▸ **Task to carry out**
Extract every line of the records that contains the string "negative", treating uppercase and lowercase letters as distinct.

((

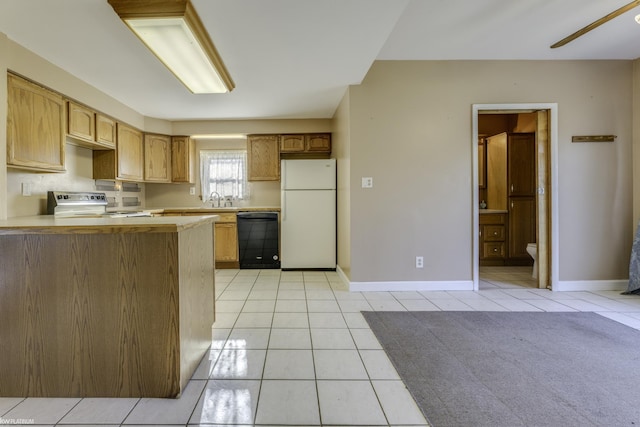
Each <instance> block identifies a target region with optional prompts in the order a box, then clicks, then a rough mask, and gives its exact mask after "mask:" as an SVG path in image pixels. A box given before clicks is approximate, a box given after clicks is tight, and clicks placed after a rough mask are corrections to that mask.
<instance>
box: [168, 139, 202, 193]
mask: <svg viewBox="0 0 640 427" xmlns="http://www.w3.org/2000/svg"><path fill="white" fill-rule="evenodd" d="M195 157H196V156H195V144H194V142H193V140H192V139H191V138H189V137H188V136H174V137H172V138H171V181H172V182H188V183H194V182H195Z"/></svg>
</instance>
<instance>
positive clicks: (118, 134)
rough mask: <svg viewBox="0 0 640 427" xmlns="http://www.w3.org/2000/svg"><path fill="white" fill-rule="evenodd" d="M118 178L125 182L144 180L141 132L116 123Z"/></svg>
mask: <svg viewBox="0 0 640 427" xmlns="http://www.w3.org/2000/svg"><path fill="white" fill-rule="evenodd" d="M117 129H118V142H117V150H116V151H117V158H118V178H120V179H122V180H125V181H127V180H128V181H142V180H143V179H144V147H143V139H142V132H140V131H139V130H138V129H135V128H132V127H130V126H127V125H125V124H122V123H118V126H117Z"/></svg>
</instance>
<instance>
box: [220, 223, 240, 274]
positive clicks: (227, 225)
mask: <svg viewBox="0 0 640 427" xmlns="http://www.w3.org/2000/svg"><path fill="white" fill-rule="evenodd" d="M216 215H219V216H220V219H219V220H218V222H216V225H215V230H216V231H215V233H216V235H215V248H216V252H215V261H216V268H239V267H240V265H239V256H238V219H237V218H238V216H237V215H236V214H235V213H216Z"/></svg>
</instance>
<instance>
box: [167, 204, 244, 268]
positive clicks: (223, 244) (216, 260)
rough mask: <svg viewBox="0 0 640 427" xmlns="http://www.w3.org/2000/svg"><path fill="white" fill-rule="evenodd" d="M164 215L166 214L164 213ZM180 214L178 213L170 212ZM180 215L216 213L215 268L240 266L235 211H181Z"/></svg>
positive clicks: (193, 214) (237, 267)
mask: <svg viewBox="0 0 640 427" xmlns="http://www.w3.org/2000/svg"><path fill="white" fill-rule="evenodd" d="M165 215H166V214H165ZM170 215H180V214H170ZM182 215H218V216H219V217H220V219H218V221H216V223H215V226H214V230H215V231H214V237H213V241H214V247H215V251H214V256H213V259H214V261H215V266H216V268H219V269H224V268H240V262H239V261H240V257H239V255H238V219H237V218H238V216H237V214H236V213H235V212H206V213H203V212H184V211H183V212H182Z"/></svg>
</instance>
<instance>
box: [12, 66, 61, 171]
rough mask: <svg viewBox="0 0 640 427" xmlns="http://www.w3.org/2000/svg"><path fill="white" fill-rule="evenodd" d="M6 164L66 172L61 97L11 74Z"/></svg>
mask: <svg viewBox="0 0 640 427" xmlns="http://www.w3.org/2000/svg"><path fill="white" fill-rule="evenodd" d="M7 83H8V87H7V89H8V99H7V101H8V110H7V166H13V167H18V168H22V169H32V170H40V171H49V172H64V170H65V168H64V148H65V137H64V134H65V111H64V110H65V105H64V101H63V99H62V96H61V95H59V94H56V93H54V92H51V91H49V90H47V89H44V88H42V87H40V86H38V85H36V84H33V83H31V82H28V81H26V80H24V79H22V78H19V77H17V76H13V75H11V74H9V75H8V76H7Z"/></svg>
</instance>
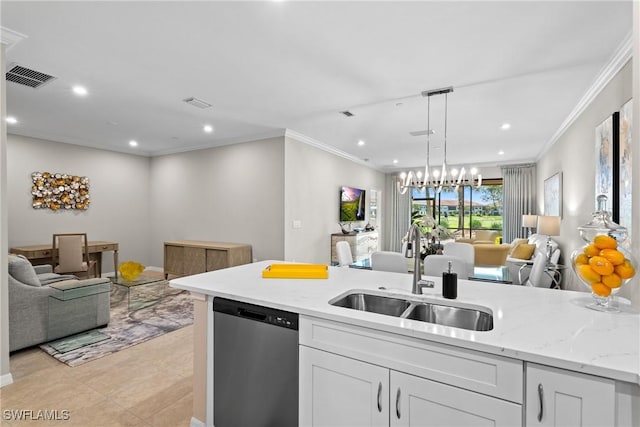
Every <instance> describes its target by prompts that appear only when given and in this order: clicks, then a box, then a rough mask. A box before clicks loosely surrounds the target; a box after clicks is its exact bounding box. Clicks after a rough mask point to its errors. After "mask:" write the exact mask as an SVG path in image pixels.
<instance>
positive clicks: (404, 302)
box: [329, 291, 493, 331]
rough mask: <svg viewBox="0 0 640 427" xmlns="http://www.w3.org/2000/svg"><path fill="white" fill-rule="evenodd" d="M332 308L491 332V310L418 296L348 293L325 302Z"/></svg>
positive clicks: (479, 306) (480, 306)
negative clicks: (489, 331) (424, 300)
mask: <svg viewBox="0 0 640 427" xmlns="http://www.w3.org/2000/svg"><path fill="white" fill-rule="evenodd" d="M329 304H331V305H333V306H336V307H344V308H350V309H352V310H360V311H367V312H371V313H377V314H383V315H387V316H395V317H400V318H403V319H410V320H418V321H421V322H428V323H434V324H437V325H443V326H451V327H454V328H461V329H468V330H472V331H490V330H492V329H493V314H492V313H491V310H490V309H488V308H486V307H481V306H463V305H449V304H445V303H444V302H441V301H437V302H436V301H433V302H430V301H424V300H423V299H420V298H419V297H416V298H412V297H410V296H407V297H404V296H398V295H384V294H378V293H369V292H364V291H351V292H348V293H346V294H342V295H338V296H337V297H336V298H334V299H332V300H331V301H329Z"/></svg>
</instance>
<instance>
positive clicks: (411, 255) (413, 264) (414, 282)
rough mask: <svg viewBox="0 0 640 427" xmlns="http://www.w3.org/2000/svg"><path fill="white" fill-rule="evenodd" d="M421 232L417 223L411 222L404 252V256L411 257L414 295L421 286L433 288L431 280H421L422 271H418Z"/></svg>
mask: <svg viewBox="0 0 640 427" xmlns="http://www.w3.org/2000/svg"><path fill="white" fill-rule="evenodd" d="M421 237H422V233H421V232H420V228H419V227H418V225H417V224H411V227H410V228H409V233H408V236H407V249H406V250H405V252H404V256H405V257H407V258H412V257H413V260H414V261H413V286H412V288H411V293H414V294H416V295H420V294H422V288H433V286H434V285H433V282H430V281H426V280H422V272H421V271H420V243H421V242H420V240H421V239H420V238H421Z"/></svg>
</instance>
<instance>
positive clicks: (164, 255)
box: [164, 240, 252, 278]
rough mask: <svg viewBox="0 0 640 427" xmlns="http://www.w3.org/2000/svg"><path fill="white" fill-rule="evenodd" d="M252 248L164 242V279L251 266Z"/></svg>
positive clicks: (177, 241)
mask: <svg viewBox="0 0 640 427" xmlns="http://www.w3.org/2000/svg"><path fill="white" fill-rule="evenodd" d="M251 261H252V250H251V245H246V244H242V243H217V242H203V241H199V240H174V241H168V242H164V276H165V278H168V277H169V275H170V274H171V275H174V276H190V275H192V274H198V273H204V272H206V271H213V270H220V269H221V268H227V267H233V266H236V265H242V264H249V263H250V262H251Z"/></svg>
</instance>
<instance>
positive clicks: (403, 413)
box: [390, 371, 522, 427]
mask: <svg viewBox="0 0 640 427" xmlns="http://www.w3.org/2000/svg"><path fill="white" fill-rule="evenodd" d="M390 382H391V391H390V394H391V399H392V403H391V426H394V427H395V426H398V427H400V426H403V427H418V426H420V427H423V426H424V427H427V426H433V427H444V426H471V427H475V426H478V427H480V426H483V427H494V426H496V427H499V426H505V427H513V426H518V425H521V424H522V406H521V405H518V404H515V403H511V402H506V401H504V400H500V399H496V398H492V397H488V396H485V395H482V394H478V393H473V392H470V391H468V390H464V389H460V388H457V387H452V386H448V385H446V384H441V383H438V382H435V381H430V380H426V379H423V378H418V377H414V376H412V375H407V374H403V373H400V372H395V371H391V380H390Z"/></svg>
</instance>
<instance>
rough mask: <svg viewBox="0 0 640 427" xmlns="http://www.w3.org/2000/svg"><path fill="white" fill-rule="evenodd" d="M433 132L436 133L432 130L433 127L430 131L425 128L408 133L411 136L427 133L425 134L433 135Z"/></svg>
mask: <svg viewBox="0 0 640 427" xmlns="http://www.w3.org/2000/svg"><path fill="white" fill-rule="evenodd" d="M434 133H436V131H435V130H433V129H431V130H430V131H429V130H426V129H425V130H414V131H413V132H409V135H411V136H424V135H427V134H429V135H433V134H434Z"/></svg>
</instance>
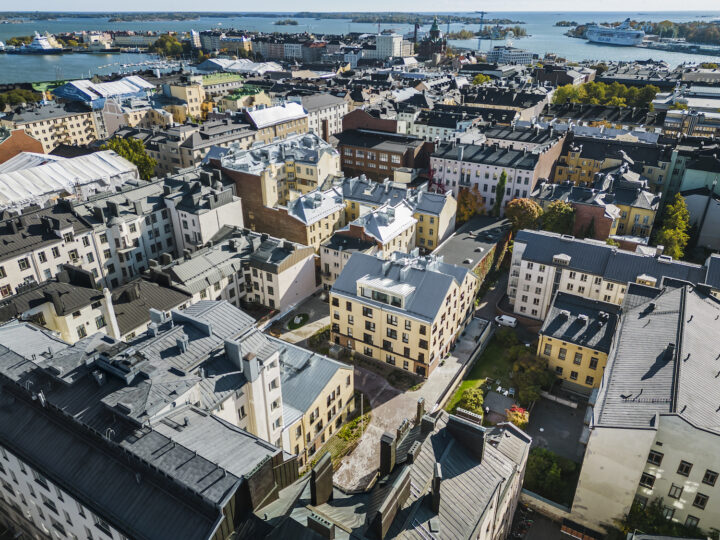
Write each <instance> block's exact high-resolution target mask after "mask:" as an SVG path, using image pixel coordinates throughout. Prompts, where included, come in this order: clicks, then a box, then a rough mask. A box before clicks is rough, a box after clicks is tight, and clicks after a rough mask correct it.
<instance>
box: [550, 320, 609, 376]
mask: <svg viewBox="0 0 720 540" xmlns="http://www.w3.org/2000/svg"><path fill="white" fill-rule="evenodd" d="M561 349H564V350H565V358H564V359H561V358H560V354H561ZM546 353H549V354H546ZM578 354H579V355H580V357H579V360H578V361H579V362H580V363H579V364H577V363H576V360H575V357H576V355H578ZM537 355H538V356H540V357H541V358H544V359H546V360H547V362H548V367H549V368H550V370H552V371H553V372H554V373H555V376H556V377H558V378H560V379H563V380H566V381H570V382H572V383H575V384H579V385H580V386H584V387H586V388H588V389H589V388H598V387H599V386H600V381H601V380H602V375H603V372H604V370H605V365H606V364H607V353H604V352H601V351H596V350H594V349H590V348H588V347H582V346H580V345H576V344H575V343H570V342H568V341H562V340H559V339H556V338H551V337H549V336H545V335H542V334H540V340H539V341H538V348H537ZM593 358H596V359H597V363H596V365H595V368H591V367H590V365H591V359H593ZM558 368H561V369H562V373H560V372H559V371H558ZM573 372H574V373H576V374H577V376H576V377H575V378H573ZM588 377H592V380H588Z"/></svg>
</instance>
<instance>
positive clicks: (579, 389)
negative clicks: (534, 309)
mask: <svg viewBox="0 0 720 540" xmlns="http://www.w3.org/2000/svg"><path fill="white" fill-rule="evenodd" d="M619 319H620V307H619V306H617V305H615V304H608V303H606V302H600V301H598V300H589V299H587V298H582V297H580V296H575V295H573V294H568V293H563V292H558V293H557V294H556V295H555V298H554V299H553V303H552V305H551V306H550V309H549V311H548V314H547V317H546V318H545V322H544V323H543V326H542V329H541V330H540V333H539V336H538V337H539V340H538V348H537V355H538V356H539V357H540V358H542V359H544V360H546V361H547V363H548V368H549V369H550V370H552V371H553V372H554V373H555V375H556V376H557V377H558V378H559V379H561V380H562V385H563V387H565V388H566V389H568V390H571V391H574V392H579V393H583V394H589V393H590V392H591V391H592V389H593V388H598V387H599V386H600V382H601V380H602V376H603V373H604V371H605V365H606V364H607V359H608V353H609V352H610V347H611V345H612V342H613V339H614V336H615V329H616V328H617V325H618V321H619Z"/></svg>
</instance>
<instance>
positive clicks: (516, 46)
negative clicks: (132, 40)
mask: <svg viewBox="0 0 720 540" xmlns="http://www.w3.org/2000/svg"><path fill="white" fill-rule="evenodd" d="M446 14H447V13H437V16H438V19H439V21H440V22H441V28H442V30H443V31H444V32H447V31H450V32H454V31H458V30H461V29H467V30H472V31H476V30H478V29H479V28H480V26H479V25H477V24H461V23H451V24H449V25H448V24H442V19H443V15H446ZM452 14H464V15H470V16H479V15H478V14H477V13H472V12H470V13H468V12H453V13H452ZM278 15H279V16H281V17H288V16H291V15H292V14H290V13H279V14H278ZM485 17H486V18H488V19H491V18H492V19H503V18H507V19H512V20H515V21H521V22H522V23H523V25H522V26H523V27H524V28H525V30H526V31H527V33H528V36H527V37H523V38H516V39H513V40H512V42H511V44H512V45H513V46H515V47H519V48H521V49H526V50H528V51H530V52H533V53H537V54H539V55H543V54H545V53H547V52H553V53H556V54H557V55H559V56H561V57H563V58H566V59H568V60H571V61H582V60H616V61H620V60H623V61H631V60H647V59H653V60H664V61H666V62H668V63H669V64H671V65H673V66H674V65H678V64H682V63H685V62H712V61H717V62H720V57H714V56H707V55H693V54H685V53H679V52H669V51H658V50H652V49H642V48H636V47H614V46H610V45H600V44H595V43H589V42H587V41H585V40H582V39H577V38H571V37H567V36H565V35H564V34H565V32H566V31H567V30H568V29H567V28H564V27H559V26H555V23H556V22H558V21H562V20H567V21H575V22H577V23H580V24H584V23H589V22H596V23H603V22H613V21H622V20H624V19H626V18H628V17H630V18H631V19H635V20H643V21H662V20H670V21H673V22H686V21H712V20H718V19H720V11H699V12H692V11H691V12H688V11H682V12H574V13H573V12H566V13H559V12H517V11H514V12H490V13H488V14H487V15H486V16H485ZM295 19H296V20H297V21H298V25H297V26H278V25H275V24H274V22H275V21H276V20H277V19H276V18H273V17H248V16H243V17H201V18H198V19H194V20H186V21H158V20H147V21H132V22H109V20H108V17H102V16H98V17H97V18H78V17H73V16H72V14H70V13H69V14H68V15H67V16H66V17H61V18H58V19H56V20H49V21H27V22H20V23H11V24H0V41H3V42H5V41H7V40H8V39H9V38H11V37H13V36H23V35H32V34H33V32H40V33H42V32H50V33H51V34H55V33H62V32H80V31H83V30H134V31H148V30H153V31H156V32H168V31H175V32H187V31H189V30H198V31H201V30H210V29H230V28H234V29H240V30H249V31H252V30H255V31H262V32H282V33H297V32H305V31H307V32H310V33H315V34H346V33H349V32H360V33H375V32H377V31H378V25H377V24H373V23H353V22H351V21H350V20H346V19H315V18H304V19H303V18H300V19H298V18H295ZM379 28H380V30H390V29H391V30H395V31H396V32H399V33H402V34H410V33H411V32H412V31H413V27H412V25H410V24H380V25H379ZM428 29H429V26H427V25H426V26H424V27H422V28H421V29H420V32H421V33H424V32H426V31H427V30H428ZM450 43H451V45H453V46H454V47H456V48H467V49H473V50H477V49H478V47H480V49H481V50H482V51H487V50H489V49H490V48H492V47H493V46H496V45H503V44H507V43H508V42H507V41H506V40H503V41H498V40H495V41H491V40H488V39H484V40H483V41H482V42H481V43H479V42H478V40H477V39H470V40H453V41H451V42H450ZM153 59H154V58H153V56H152V55H145V54H131V53H123V54H65V55H54V56H34V55H27V56H25V55H23V56H20V55H9V54H0V83H9V82H40V81H52V80H63V79H75V78H84V77H91V76H93V75H96V74H98V75H108V74H111V73H126V72H130V71H132V70H133V69H142V68H143V67H144V66H146V65H147V63H148V62H151V61H152V60H153Z"/></svg>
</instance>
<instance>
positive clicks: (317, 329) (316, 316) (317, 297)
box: [280, 292, 330, 343]
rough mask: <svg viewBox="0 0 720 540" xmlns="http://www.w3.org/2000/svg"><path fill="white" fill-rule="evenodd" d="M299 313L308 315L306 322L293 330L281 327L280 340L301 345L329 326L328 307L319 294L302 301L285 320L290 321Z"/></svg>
mask: <svg viewBox="0 0 720 540" xmlns="http://www.w3.org/2000/svg"><path fill="white" fill-rule="evenodd" d="M300 313H307V314H308V315H309V317H310V318H309V319H308V322H307V323H306V324H304V325H303V326H301V327H300V328H297V329H295V330H288V329H287V326H285V327H283V332H284V333H283V334H282V335H281V336H280V339H282V340H284V341H287V342H289V343H303V342H304V341H305V340H306V339H308V338H309V337H310V336H312V335H313V334H315V333H316V332H317V331H318V330H320V329H321V328H323V327H325V326H328V325H329V324H330V306H329V305H328V303H327V302H324V301H323V300H321V299H320V292H318V293H315V295H313V296H310V297H309V298H307V299H306V300H305V301H303V302H302V303H301V304H300V305H299V306H297V307H296V308H295V309H294V310H293V311H292V313H290V315H289V316H288V317H286V320H287V321H291V320H292V318H293V317H295V315H298V314H300Z"/></svg>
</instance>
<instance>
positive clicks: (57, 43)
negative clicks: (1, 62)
mask: <svg viewBox="0 0 720 540" xmlns="http://www.w3.org/2000/svg"><path fill="white" fill-rule="evenodd" d="M8 52H9V53H14V54H62V53H64V52H65V49H63V48H62V46H61V45H60V44H59V43H58V42H57V40H56V39H55V38H54V37H53V36H51V35H50V34H48V33H47V32H46V33H45V34H43V35H40V34H38V33H37V32H35V36H34V37H33V40H32V41H31V42H30V44H29V45H23V46H22V47H15V49H13V50H11V51H10V50H9V51H8Z"/></svg>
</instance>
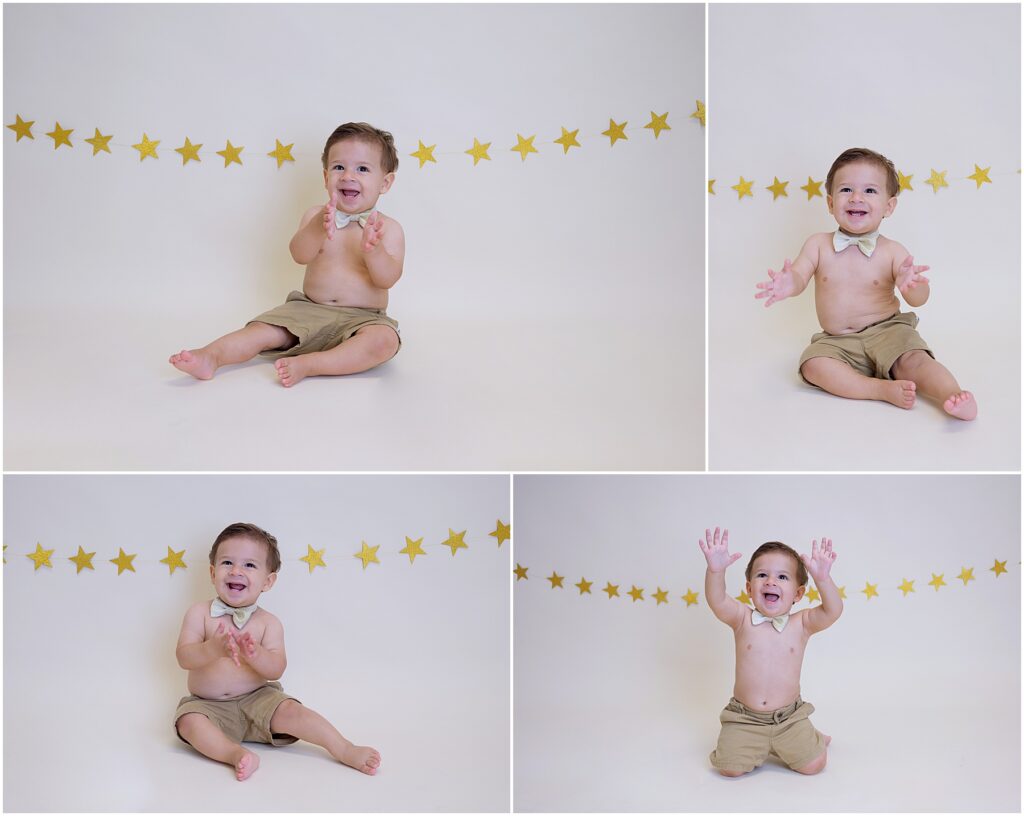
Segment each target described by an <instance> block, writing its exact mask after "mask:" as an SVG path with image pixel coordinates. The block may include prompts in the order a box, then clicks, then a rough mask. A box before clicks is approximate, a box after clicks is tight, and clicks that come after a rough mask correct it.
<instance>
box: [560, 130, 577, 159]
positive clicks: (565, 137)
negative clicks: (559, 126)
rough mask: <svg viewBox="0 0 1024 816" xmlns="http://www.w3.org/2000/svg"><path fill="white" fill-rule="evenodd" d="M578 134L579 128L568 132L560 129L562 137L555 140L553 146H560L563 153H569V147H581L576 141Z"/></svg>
mask: <svg viewBox="0 0 1024 816" xmlns="http://www.w3.org/2000/svg"><path fill="white" fill-rule="evenodd" d="M579 132H580V128H577V129H575V130H573V131H568V130H566V129H565V128H562V135H561V136H560V137H559V138H557V139H555V144H561V145H562V147H564V148H565V153H568V152H569V147H580V146H582V145H581V144H580V142H579V141H577V134H578V133H579Z"/></svg>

))

▸ **Exercise response**
negative clicks: (489, 331) (424, 300)
negative clicks: (534, 309)
negative clicks: (132, 40)
negative clicks: (1, 62)
negative clicks: (559, 126)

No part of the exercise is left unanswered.